Listing for identifying positions
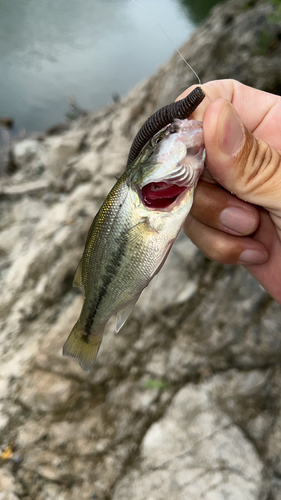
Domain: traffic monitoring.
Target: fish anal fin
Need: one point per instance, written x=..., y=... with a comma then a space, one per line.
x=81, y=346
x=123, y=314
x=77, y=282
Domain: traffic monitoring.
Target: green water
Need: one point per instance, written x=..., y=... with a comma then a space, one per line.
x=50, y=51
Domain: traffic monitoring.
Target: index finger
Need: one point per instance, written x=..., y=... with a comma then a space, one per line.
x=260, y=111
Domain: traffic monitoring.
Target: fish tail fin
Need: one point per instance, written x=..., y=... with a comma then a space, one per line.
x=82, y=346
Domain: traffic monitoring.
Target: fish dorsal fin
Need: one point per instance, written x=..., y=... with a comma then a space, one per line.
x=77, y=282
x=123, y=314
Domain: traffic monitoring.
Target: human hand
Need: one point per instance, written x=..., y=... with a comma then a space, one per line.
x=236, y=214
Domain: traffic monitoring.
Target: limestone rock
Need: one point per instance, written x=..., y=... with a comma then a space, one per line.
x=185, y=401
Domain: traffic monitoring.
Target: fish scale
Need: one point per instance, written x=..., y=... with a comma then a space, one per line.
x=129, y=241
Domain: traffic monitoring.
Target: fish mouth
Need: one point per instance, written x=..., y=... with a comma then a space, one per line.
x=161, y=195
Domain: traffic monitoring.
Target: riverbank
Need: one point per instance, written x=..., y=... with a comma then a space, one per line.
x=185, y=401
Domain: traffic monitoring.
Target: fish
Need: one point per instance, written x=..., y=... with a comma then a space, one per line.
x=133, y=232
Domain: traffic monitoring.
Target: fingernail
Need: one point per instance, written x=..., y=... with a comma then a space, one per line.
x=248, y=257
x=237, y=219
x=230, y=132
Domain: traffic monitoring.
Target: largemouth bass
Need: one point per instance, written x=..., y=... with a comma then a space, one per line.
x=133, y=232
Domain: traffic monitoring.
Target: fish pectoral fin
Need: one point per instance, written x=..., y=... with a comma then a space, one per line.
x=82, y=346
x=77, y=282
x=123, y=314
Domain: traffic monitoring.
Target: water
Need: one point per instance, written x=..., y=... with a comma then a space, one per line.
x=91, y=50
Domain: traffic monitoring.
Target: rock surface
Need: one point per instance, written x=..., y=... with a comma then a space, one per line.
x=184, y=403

* * *

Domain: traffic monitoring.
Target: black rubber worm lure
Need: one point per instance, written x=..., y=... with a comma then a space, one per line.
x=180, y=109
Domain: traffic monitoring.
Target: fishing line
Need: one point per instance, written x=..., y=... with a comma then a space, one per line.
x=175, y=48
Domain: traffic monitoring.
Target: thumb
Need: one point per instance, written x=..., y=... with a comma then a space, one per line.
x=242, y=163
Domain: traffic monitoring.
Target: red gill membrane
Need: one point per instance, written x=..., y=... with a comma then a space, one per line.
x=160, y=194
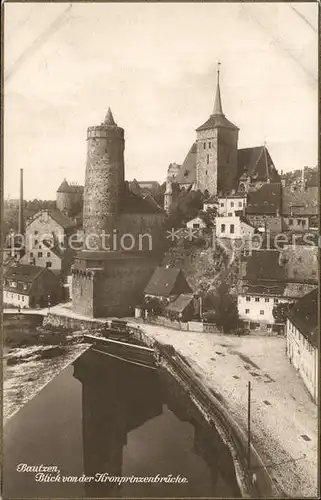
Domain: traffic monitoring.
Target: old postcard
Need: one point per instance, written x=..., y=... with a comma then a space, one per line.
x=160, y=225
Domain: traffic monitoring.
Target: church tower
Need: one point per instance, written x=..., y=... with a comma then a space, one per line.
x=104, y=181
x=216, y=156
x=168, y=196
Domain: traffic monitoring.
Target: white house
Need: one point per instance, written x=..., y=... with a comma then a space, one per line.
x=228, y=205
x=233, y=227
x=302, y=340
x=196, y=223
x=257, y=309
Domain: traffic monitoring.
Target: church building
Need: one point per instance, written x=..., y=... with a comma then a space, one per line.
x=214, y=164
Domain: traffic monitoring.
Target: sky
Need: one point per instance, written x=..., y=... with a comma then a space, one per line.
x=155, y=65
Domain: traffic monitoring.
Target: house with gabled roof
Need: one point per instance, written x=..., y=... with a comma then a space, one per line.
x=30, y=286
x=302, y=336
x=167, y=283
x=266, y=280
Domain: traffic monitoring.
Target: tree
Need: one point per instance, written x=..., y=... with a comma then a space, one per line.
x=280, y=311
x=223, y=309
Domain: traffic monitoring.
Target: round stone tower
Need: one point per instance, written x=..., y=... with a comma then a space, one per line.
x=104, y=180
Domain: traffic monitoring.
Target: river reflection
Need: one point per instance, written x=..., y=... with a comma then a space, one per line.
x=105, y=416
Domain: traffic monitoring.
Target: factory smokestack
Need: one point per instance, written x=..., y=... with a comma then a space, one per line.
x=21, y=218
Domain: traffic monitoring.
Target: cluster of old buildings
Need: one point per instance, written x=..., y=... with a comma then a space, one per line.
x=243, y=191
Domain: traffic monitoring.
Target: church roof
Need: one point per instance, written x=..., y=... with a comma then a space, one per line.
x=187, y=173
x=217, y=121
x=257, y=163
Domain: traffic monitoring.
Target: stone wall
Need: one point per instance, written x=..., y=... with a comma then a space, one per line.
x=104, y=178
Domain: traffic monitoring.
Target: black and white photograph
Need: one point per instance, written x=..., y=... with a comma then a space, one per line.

* OBJECTIVE: Which lines in the listing above contain the word "white"? Pick out each of them and copy it, treating uppercase and lowercase as different.

* RESULT FOR THIS EXERCISE:
Target: white house
Target: black and white photograph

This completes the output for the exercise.